— What you will do —
Answer these questions using the GKE security article below.
(a) Which part of the system does Google secure under the shared responsibility model?
(b) Which security challenges does containerization bring, according to the article?
(c) What does Workload Identity Federation link Kubernetes service accounts to?

— Passage provided —
%%
Uncover hidden risks

Watch how the Wiz platform can expose unseen risks in your cloud environment without drowning your team in alerts.

7 GKE Security Best Practices

7 essential best practices that every organization should start with

10 minutes read

Google Kubernetes Engine (GKE), the managed Kubernetes solution from Google Cloud, is designed to help manage containerized applications through built-in security features that protect sensitive data and minimize potential risks. This blog post explores vital considerations for securing containerized workloads, with a focus on maximizing Google Kubernetes Engine’s native security features. Let’s jump right in.

Security considerations in GKE architecture

Containerization has many benefits: faster deployment, better usage of resources, and increased portability, to name a few. However, it also brings unique security challenges, such as container escapes, runtime threats, image vulnerabilities, and potential lateral movement. Without proper security guardrails, these vulnerabilities can lead to data breaches, service disruptions, and compliance violations.

In cloud-based managed services like GKE, there is a shared responsibility model that divides the security and compliance responsibilities between the cloud provider and the customer. When it comes to Google Kubernetes Engine, Google takes care of securing the infrastructure (think data centers and hypervisor layers) through measures like encryption, network segmentation, and security audits. Customers are in charge of securing their applications and data within Kubernetes clusters on GKE.

Ensuring security is a top priority in GKE because of the inherent challenges involved in managing containerized workloads. As a managed service, GKE automates many aspects of cluster management, such as provisioning, scaling, and monitoring. It also offers several configurable security settings that can be leveraged to implement proper access controls, enforce security and network policies, and ensure secure container image deployments. 

Next, we’ll take an in-depth look at how to configure these security settings to protect your clusters.

GKE security best practices

1. Workload identity and permissions best practices

Workloads deployed in GKE often need to interact with other Google Cloud services, and workload identity helps facilitate this interaction in a secure manner. Workload identity measures replace less secure options—like using service accounts and their keys—and also help protect sensitive cluster metadata from workloads running in the cluster. Here are some actionable tips:

  • Leverage Workload Identity Federation: In GKE, Workload Identity Federation assigns IAM permissions to your workloads so that they can securely access Google Cloud services such as BigQuery, machine learning APIs, storage, and Compute Engine. In essence, Workload Identity Federation uses Kubernetes service accounts to authenticate GCP services, links them to a Google Cloud IAM service account, and creates a clear identity for each application in your cluster.
%%
— Recorded information —
%%
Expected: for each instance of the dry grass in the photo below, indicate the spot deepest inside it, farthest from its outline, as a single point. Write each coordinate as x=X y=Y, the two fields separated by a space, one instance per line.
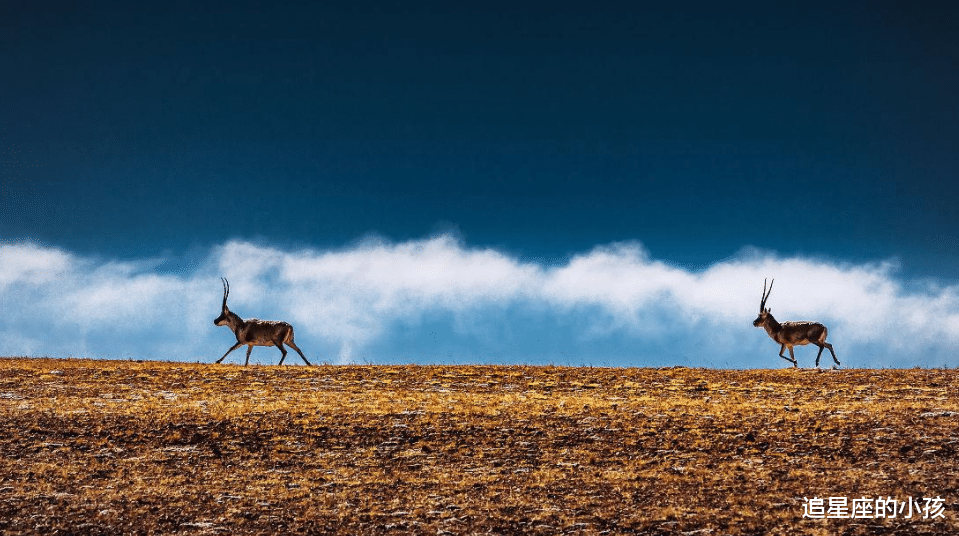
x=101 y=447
%%
%%
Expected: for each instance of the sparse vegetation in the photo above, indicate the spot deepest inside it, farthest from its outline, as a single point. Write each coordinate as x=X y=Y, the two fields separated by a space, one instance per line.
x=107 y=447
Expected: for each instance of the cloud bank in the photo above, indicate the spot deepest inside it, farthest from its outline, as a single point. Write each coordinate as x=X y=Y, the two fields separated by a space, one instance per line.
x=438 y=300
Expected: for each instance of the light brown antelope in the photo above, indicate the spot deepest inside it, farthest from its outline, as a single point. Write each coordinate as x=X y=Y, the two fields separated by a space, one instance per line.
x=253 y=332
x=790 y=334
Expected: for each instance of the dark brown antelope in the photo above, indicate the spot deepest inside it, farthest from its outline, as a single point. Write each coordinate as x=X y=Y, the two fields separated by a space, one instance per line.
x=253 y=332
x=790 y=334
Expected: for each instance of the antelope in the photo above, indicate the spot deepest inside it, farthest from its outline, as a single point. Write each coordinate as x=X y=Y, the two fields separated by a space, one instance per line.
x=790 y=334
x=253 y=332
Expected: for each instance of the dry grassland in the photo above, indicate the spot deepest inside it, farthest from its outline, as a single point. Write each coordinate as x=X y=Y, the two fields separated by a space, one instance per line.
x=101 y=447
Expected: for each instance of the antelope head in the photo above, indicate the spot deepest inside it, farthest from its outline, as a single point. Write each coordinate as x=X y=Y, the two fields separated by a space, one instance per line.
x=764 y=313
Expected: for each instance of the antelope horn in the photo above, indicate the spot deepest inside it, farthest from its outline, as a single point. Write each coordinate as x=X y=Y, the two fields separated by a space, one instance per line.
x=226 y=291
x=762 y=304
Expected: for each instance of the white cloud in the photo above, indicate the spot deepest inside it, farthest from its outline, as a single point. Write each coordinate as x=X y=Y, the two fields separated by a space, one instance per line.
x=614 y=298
%%
— Solution to this task —
(a) Google secures the infrastructure, such as data centers and hypervisor layers.
(b) Container escapes, runtime threats, image vulnerabilities, and potential lateral movement.
(c) A Google Cloud IAM service account.